### ÜBUNGSTEXT
++++++++++++++++++++

Als Mutter von einem Kindergartenkind wird man in ganze neue Welten eingeführt, so z.B. auch zu Elternvollversammlungen eingeladen, in denen die „Erziehungs- und Management-Tools“ des Kindergarten-Alltags vorgestellt werden.
Als Personalberaterin sind Begriffe wie Performance Management und Management by Objectives ja durchaus gängige Themen, aber gestern habe ich nun gelernt, dass auch Kleinstkinder mit Zielvereinbarungen, Sprachanalyse-Bögen und Talent Portfolios eingestuft und gefördert werden. Erstmal irritierend, von einigen Eltern auch schockierend zur Kenntnis genommen („Erzeugt das nicht zu viel Druck auf die Kinder?“), letztendlich aber eine interessante Entdeckung, die ich einfach mal sortieren muss.
Unsere Kinder werden definitiv sehr früh auf die Welt des Wettbewerbs, auf das pflichtbewusste und beharrliche Verfolgen von Zielen und auf die Einsortierung der eigenen Persönlichkeit in ein Schema vorbereitet. Das wird im Grunde auch mit Personalmanagement im Unternehmen verfolgt: Talente identifizieren, Leistungslücken oder Lerndefizite durch gezielte Förderung schließen und durch ambitionierte Ziele zu besseren Ergebnissen kommen. Genau so lautete auch die Schlussfolgerung der Pädagogen: durch die genauen Beobachtungen der Kinder, die Erstellung von Portfolios usw. wollen wir Lernschwächen aufdecken und fördern. An sich ist das ein guter Gedanke, die Kinder in gewisser Weise auf das spätere Leben und den Gedanken der Leistungsgesellschaft vorzubereiten, aber ein bisschen beängstigend finde ich das Konzept für die 2- und 3-jährigen doch.

++++++++++++++++++++

### VORLIEGENDE DATEN
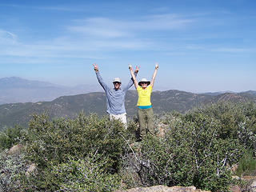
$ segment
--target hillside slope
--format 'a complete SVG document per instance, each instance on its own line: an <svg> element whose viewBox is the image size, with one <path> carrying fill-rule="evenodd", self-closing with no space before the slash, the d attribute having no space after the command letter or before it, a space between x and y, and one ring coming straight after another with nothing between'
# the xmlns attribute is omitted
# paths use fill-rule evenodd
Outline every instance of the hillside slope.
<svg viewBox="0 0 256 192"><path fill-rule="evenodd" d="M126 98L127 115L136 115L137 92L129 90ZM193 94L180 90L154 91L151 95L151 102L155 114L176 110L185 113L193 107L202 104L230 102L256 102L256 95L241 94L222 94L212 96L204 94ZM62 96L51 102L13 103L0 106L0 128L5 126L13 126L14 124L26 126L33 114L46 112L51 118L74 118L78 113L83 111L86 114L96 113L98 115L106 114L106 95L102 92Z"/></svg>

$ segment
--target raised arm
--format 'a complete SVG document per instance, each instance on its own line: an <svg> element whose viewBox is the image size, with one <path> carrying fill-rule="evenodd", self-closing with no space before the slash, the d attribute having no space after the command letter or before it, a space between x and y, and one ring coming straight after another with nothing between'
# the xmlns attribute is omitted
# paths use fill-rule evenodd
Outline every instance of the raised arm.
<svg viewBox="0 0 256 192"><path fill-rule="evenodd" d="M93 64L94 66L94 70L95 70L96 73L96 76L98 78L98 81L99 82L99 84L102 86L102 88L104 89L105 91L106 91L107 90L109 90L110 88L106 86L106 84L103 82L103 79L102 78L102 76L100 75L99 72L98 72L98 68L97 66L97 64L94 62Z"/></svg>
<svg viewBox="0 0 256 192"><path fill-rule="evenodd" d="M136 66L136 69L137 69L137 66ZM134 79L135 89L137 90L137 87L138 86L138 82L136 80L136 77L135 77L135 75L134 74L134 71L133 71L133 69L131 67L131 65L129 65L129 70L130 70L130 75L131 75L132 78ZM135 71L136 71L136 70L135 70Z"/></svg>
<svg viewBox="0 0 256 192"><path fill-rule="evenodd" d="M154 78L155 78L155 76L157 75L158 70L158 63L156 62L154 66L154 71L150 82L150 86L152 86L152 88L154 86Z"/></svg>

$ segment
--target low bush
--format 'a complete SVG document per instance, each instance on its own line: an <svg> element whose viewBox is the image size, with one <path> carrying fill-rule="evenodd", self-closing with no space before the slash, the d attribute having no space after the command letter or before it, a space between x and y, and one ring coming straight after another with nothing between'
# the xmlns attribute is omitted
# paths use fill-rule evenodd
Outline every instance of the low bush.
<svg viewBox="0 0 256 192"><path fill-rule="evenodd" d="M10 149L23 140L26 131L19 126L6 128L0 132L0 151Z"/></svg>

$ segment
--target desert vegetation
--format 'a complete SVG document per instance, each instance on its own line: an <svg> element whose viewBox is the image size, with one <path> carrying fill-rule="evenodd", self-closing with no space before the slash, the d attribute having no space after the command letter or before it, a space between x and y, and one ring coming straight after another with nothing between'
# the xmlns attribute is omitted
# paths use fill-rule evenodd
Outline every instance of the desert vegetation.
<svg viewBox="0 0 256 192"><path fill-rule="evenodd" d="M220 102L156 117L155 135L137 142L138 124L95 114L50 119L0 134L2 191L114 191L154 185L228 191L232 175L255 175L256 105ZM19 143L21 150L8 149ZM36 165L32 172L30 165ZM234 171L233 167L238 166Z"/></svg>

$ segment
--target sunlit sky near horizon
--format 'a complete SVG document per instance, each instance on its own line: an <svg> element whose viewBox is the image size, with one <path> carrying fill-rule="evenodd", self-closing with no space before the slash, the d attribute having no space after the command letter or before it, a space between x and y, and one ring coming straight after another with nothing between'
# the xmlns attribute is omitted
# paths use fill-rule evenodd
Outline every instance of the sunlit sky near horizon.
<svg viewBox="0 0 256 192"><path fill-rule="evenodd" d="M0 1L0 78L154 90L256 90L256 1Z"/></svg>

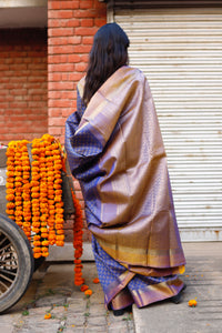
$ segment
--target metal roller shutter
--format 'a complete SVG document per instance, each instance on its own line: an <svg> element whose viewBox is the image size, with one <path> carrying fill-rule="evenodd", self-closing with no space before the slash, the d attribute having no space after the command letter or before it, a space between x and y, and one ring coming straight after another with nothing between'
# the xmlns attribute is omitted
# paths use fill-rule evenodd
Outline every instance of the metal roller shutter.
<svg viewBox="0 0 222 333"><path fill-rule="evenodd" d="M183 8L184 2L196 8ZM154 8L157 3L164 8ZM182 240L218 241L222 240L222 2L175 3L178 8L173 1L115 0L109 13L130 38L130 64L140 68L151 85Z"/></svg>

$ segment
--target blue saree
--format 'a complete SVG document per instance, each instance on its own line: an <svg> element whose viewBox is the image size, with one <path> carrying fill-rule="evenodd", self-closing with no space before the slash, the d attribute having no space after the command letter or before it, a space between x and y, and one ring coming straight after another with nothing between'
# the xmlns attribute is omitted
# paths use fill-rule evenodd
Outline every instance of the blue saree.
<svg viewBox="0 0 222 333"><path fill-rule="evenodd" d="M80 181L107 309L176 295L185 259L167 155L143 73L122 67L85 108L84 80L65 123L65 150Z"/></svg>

++++++++++++++++++++

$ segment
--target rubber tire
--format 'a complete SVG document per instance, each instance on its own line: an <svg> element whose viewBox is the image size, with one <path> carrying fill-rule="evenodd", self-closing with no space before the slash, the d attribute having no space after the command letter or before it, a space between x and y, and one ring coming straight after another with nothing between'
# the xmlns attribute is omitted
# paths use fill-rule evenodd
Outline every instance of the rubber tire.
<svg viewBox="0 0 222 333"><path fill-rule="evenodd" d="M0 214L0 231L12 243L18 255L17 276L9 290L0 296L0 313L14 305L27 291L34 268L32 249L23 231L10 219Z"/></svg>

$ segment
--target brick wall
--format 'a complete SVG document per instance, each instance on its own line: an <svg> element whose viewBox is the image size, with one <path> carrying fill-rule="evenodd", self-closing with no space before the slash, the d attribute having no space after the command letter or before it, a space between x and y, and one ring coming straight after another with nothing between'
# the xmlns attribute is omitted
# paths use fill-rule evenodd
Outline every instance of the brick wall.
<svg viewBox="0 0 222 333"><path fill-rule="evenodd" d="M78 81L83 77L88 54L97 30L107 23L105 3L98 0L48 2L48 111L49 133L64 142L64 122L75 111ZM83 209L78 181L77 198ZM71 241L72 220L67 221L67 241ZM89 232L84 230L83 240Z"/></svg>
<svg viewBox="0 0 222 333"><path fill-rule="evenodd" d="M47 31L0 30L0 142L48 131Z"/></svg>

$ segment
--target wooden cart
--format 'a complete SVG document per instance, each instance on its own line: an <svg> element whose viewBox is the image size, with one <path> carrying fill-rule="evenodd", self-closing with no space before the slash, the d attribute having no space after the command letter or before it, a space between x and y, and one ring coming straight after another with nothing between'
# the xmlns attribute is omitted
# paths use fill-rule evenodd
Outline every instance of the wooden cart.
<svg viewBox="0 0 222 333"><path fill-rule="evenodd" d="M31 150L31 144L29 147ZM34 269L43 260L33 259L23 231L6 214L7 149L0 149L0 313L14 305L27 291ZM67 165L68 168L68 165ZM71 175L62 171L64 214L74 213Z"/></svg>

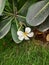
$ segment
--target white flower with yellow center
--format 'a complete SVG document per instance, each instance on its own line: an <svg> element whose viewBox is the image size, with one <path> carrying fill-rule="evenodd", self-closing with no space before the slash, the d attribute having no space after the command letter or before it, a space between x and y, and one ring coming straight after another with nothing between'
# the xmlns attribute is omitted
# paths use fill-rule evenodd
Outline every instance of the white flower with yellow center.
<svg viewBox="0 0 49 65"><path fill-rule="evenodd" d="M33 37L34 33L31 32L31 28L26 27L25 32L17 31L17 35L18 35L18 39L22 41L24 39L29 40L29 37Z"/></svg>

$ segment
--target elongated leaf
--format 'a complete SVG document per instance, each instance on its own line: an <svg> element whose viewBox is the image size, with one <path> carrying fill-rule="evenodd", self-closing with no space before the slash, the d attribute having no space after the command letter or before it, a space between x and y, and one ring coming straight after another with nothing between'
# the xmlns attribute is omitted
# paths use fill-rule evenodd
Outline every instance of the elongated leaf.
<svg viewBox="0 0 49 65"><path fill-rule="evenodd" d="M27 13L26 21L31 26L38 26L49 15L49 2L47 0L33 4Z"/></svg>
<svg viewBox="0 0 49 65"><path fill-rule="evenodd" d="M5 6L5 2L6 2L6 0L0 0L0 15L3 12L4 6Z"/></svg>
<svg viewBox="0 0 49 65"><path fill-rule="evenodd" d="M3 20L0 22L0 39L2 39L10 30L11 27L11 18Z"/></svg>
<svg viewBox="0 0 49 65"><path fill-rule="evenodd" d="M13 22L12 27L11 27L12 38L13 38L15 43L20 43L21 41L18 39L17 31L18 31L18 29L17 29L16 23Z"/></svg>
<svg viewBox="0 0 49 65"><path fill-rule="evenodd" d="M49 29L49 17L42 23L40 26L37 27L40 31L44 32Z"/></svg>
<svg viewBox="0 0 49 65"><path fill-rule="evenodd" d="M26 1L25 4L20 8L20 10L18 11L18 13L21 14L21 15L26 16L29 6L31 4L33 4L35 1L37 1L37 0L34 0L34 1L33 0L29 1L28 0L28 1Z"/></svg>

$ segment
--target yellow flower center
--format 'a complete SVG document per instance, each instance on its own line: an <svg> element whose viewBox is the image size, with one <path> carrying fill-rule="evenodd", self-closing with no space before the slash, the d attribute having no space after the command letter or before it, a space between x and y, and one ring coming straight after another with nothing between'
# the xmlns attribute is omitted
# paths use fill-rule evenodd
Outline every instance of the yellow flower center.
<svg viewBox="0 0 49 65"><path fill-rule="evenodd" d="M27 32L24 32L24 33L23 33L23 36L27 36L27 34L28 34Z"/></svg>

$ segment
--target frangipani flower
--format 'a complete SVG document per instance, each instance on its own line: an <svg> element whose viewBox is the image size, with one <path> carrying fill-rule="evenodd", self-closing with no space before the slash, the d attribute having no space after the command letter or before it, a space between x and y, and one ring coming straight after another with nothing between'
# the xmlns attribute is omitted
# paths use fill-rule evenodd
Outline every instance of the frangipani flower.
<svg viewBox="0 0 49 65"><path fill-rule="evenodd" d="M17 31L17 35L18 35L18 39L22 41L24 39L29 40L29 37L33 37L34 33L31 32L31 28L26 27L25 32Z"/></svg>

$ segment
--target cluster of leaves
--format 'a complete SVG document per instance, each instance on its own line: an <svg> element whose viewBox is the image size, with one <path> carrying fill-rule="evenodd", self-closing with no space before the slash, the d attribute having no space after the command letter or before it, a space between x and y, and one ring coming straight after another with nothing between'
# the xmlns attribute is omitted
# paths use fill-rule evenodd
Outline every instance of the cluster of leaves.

++++++++++++++++++++

### ARBEITSAUFTRAG
Mit welchen Instrumenten werden laut dem Übungstext bereits Kleinstkinder eingestuft und gefördert?

### LÖSUNG
Mit Zielvereinbarungen, Sprachanalyse-Bögen und Talent Portfolios.